Dataset rows:
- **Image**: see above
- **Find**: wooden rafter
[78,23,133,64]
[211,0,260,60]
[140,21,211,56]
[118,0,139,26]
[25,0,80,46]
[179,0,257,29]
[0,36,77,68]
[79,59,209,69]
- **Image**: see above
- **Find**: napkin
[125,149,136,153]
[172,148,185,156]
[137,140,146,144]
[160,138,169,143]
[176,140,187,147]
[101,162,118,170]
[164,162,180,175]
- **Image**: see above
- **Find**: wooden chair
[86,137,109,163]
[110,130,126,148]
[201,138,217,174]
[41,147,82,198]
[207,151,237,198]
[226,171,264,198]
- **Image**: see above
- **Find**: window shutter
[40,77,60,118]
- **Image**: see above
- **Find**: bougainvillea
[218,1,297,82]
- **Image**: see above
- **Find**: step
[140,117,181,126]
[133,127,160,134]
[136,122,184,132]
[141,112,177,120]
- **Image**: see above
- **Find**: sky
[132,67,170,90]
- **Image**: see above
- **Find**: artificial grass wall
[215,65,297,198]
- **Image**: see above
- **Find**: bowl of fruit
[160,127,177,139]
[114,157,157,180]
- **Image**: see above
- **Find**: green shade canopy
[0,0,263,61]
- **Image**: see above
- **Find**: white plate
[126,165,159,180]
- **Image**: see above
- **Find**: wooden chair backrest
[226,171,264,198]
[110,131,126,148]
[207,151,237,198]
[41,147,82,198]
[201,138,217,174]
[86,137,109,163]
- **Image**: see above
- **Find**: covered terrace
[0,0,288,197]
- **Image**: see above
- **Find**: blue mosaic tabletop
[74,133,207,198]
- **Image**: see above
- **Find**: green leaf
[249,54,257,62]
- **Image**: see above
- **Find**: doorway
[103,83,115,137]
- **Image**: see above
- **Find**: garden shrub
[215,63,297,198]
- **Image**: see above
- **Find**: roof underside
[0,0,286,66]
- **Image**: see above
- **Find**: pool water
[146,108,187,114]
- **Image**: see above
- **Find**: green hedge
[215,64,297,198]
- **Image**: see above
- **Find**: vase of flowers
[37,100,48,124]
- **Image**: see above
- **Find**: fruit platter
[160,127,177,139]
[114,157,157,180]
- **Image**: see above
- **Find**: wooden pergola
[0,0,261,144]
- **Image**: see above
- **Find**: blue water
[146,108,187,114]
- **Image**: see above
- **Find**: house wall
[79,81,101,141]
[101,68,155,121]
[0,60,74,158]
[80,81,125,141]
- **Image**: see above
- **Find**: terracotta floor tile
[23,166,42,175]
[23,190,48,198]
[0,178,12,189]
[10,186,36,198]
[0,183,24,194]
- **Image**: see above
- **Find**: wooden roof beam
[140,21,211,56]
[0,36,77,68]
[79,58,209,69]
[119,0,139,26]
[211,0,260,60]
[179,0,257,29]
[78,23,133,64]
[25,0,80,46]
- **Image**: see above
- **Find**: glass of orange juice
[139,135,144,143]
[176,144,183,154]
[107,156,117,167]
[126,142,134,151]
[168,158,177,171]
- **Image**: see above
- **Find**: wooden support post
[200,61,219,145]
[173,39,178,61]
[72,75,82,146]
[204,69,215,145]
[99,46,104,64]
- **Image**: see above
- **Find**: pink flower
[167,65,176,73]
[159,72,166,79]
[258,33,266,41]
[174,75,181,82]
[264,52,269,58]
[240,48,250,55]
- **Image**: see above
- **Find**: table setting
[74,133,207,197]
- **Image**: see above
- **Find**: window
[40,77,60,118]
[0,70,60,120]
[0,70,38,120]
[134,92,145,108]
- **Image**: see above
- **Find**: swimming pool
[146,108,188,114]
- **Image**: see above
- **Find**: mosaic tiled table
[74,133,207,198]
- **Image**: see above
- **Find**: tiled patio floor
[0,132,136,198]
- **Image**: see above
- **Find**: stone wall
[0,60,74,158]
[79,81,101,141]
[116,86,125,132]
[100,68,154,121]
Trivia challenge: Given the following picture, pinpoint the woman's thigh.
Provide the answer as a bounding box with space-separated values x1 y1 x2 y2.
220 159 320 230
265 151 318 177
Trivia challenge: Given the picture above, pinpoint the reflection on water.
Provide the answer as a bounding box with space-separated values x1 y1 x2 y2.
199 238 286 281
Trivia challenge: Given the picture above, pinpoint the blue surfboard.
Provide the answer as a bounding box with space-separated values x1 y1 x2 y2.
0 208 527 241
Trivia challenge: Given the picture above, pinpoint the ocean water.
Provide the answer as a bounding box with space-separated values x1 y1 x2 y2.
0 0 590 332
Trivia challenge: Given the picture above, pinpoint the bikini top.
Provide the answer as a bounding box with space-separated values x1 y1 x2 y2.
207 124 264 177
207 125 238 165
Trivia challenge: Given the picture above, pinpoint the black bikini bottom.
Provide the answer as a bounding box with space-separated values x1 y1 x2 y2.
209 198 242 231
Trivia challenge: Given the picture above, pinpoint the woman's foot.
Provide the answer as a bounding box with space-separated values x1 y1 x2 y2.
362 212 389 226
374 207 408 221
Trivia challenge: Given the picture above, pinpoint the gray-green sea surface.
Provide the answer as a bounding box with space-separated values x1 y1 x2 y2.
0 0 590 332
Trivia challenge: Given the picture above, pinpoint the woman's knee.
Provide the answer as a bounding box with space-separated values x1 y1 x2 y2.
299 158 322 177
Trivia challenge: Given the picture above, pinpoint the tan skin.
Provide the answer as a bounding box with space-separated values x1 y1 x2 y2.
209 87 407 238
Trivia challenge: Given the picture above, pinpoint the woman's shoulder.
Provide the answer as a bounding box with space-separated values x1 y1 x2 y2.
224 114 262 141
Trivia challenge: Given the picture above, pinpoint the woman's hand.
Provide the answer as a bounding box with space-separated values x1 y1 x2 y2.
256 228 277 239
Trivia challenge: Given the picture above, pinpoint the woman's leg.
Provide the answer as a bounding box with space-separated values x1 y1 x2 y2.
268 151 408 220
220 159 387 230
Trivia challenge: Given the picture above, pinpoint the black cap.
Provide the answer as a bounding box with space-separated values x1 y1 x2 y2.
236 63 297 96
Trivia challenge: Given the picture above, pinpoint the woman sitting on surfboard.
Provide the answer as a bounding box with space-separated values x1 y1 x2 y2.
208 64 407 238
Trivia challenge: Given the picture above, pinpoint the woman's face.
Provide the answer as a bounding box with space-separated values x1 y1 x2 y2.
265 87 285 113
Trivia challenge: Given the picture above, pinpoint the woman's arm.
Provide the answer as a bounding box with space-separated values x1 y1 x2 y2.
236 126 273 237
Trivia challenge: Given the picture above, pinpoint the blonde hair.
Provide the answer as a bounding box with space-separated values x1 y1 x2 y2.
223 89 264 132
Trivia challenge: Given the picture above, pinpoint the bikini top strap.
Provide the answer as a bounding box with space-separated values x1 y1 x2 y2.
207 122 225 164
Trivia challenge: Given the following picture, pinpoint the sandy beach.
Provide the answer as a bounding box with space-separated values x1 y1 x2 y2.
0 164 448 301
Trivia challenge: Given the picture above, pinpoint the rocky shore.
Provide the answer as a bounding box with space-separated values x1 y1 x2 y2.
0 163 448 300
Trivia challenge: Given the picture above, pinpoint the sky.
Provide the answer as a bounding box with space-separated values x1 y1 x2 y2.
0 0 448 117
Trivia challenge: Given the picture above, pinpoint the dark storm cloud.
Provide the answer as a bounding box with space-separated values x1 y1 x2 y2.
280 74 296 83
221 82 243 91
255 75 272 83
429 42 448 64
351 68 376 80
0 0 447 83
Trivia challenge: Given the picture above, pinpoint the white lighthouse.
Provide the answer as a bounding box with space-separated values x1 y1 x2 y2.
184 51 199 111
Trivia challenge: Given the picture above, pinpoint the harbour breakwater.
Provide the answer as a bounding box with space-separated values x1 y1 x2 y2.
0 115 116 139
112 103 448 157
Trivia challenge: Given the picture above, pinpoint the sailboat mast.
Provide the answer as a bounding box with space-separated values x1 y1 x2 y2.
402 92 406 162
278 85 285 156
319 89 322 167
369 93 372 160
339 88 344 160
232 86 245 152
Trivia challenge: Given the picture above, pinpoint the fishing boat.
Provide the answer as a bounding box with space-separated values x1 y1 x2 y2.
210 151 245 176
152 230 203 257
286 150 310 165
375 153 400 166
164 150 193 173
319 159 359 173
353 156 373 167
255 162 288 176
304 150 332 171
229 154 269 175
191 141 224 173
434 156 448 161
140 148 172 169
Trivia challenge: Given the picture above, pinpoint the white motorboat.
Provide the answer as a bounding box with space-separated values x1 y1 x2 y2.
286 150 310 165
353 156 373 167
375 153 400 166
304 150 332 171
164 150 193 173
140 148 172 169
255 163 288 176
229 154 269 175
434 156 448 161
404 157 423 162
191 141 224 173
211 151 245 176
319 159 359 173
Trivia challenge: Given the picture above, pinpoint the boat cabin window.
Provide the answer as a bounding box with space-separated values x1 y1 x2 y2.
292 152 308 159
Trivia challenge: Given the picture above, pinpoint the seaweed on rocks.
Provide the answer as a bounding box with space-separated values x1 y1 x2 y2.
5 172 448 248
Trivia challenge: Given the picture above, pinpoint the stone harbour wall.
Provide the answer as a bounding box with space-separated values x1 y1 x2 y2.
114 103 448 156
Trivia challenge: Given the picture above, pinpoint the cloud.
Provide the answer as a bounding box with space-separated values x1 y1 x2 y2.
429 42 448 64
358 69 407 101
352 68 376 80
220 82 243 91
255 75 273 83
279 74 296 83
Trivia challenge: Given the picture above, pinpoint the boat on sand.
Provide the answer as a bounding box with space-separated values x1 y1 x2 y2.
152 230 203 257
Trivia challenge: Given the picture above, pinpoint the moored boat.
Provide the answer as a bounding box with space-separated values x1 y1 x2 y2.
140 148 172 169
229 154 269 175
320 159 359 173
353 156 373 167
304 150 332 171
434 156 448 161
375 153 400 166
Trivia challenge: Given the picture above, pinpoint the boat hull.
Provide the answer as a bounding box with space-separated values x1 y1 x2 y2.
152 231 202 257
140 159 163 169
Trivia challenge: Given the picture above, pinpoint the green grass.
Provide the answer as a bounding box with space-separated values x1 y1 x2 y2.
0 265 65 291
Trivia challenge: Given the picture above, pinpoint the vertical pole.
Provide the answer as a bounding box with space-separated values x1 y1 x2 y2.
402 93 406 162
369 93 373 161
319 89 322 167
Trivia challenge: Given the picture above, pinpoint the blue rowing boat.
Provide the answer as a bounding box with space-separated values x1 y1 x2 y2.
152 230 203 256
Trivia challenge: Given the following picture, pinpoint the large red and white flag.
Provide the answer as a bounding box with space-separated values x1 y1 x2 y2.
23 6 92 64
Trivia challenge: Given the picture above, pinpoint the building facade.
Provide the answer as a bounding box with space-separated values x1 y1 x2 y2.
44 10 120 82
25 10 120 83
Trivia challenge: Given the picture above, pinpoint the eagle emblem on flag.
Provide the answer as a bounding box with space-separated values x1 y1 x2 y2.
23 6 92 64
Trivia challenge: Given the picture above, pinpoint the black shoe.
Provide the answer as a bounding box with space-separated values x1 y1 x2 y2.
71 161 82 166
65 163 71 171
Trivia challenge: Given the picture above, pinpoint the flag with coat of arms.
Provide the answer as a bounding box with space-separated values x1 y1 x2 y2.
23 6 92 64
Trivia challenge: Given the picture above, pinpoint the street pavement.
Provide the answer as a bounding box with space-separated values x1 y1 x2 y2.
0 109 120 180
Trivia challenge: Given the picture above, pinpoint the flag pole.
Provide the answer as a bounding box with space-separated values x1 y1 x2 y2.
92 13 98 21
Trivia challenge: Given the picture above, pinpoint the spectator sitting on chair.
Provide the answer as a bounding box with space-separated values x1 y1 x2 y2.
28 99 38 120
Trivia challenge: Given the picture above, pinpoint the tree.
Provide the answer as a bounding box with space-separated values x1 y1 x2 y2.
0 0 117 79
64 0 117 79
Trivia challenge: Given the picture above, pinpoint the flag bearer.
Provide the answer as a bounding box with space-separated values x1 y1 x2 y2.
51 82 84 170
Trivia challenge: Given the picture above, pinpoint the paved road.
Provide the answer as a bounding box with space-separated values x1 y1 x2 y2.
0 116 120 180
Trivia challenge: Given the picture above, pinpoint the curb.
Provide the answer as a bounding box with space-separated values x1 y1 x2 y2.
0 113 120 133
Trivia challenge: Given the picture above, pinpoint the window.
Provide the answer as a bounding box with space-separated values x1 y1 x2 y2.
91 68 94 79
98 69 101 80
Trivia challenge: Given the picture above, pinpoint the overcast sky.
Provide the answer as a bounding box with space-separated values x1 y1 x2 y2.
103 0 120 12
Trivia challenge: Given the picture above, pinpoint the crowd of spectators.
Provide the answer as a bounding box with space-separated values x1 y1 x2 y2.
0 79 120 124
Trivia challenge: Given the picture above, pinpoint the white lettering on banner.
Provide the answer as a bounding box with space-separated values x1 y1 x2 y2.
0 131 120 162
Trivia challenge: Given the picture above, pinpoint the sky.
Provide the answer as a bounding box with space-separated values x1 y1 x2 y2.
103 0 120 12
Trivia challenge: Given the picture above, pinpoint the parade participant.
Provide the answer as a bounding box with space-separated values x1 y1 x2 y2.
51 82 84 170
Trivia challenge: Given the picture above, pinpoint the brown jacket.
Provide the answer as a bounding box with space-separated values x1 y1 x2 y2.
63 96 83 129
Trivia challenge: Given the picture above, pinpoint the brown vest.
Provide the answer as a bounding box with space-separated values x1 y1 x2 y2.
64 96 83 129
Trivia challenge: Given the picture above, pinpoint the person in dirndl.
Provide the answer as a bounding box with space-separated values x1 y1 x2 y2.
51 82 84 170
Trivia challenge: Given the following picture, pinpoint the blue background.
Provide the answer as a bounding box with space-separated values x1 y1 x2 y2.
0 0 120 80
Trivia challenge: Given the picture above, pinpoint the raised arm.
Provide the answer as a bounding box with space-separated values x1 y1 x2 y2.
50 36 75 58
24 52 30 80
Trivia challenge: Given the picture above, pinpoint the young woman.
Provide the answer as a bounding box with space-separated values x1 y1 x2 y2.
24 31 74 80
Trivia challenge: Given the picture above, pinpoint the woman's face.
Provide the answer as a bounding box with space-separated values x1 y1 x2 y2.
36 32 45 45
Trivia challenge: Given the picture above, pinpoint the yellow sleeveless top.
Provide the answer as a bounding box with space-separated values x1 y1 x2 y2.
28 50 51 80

Task prompt: Edit the lines starting at the one containing "the blue surfboard." and ending at the one containing "236 63 297 96", changing "pinpoint" to "locate" and keeping everything else the same.

Response below:
Trivia challenge: Given the picture above, locate the blue surfboard.
Provide the answer as a bounding box with space-separated values x1 y1 x2 y2.
0 208 527 241
Trivia challenge: Given the picture above, locate the ocean water.
Provide the answer as a bounding box with space-separated values x1 y1 x2 y2.
0 0 590 332
Trivia challenge: Given the picture above, locate the bikini top.
Provide the answer as a bounding box with space-separated values x1 y1 x2 y2.
207 124 264 177
207 125 238 165
Trivia challenge: Given the picture above, locate the black bikini bottom.
Provide the answer as a bounding box with space-separated values x1 y1 x2 y2.
209 198 242 231
Trivia challenge: Given the picture above, locate the woman's foot.
Provide the answer as a bounding box with space-separated values x1 y1 x2 y2.
362 212 389 226
374 207 408 221
Trivia challenge: Given the picture above, locate the gray-green sea surface.
Provide the answer as a bounding box with space-separated values x1 y1 x2 y2.
0 0 590 332
Trivia challenge: Given the picture above, locate the woman's knee.
Provide the answer as a bounding box with space-separated values x1 y1 x2 y2.
299 158 322 177
Trivia challenge: Given the picture above, locate the tan skin.
Provide the answer as a bounding box with space-separated values x1 y1 x2 y2.
209 87 407 238
Trivia challenge: Given the picture above, locate the woman's shoulder.
Provide the answer as a bounding box with space-separated values x1 y1 x2 y2.
224 114 262 141
Trivia challenge: Given the picture above, locate the woman's hand.
Provide the answer as a bounding box with space-separated values x1 y1 x2 y2.
256 228 277 239
Trivia challenge: Given the picture above, locate the woman's leg.
Provide the answer as a bounding box with space-separated values x1 y1 x2 y2.
268 151 408 220
220 159 387 230
Trivia challenge: Given the picture above, locate the black cap.
Provide the answer as a bounding box with space-separated values x1 y1 x2 y2.
236 63 297 96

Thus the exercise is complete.